(Stored data)
+++++
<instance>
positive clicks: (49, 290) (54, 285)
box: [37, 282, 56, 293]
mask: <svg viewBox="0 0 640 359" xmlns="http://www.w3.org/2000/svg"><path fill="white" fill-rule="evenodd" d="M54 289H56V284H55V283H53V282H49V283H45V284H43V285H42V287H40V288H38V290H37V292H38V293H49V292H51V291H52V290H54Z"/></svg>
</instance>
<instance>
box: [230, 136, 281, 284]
+++++
Write out every line of the data exactly, leaving nothing out.

RESPONSE FOR THIS EXERCISE:
<instance>
positive clicks: (49, 290) (54, 285)
box: [37, 282, 56, 293]
mask: <svg viewBox="0 0 640 359" xmlns="http://www.w3.org/2000/svg"><path fill="white" fill-rule="evenodd" d="M54 289H56V284H55V283H53V282H49V283H45V284H43V285H42V287H40V288H38V290H37V292H38V293H49V292H51V291H52V290H54Z"/></svg>
</instance>
<instance>
box: [230, 136, 281, 284]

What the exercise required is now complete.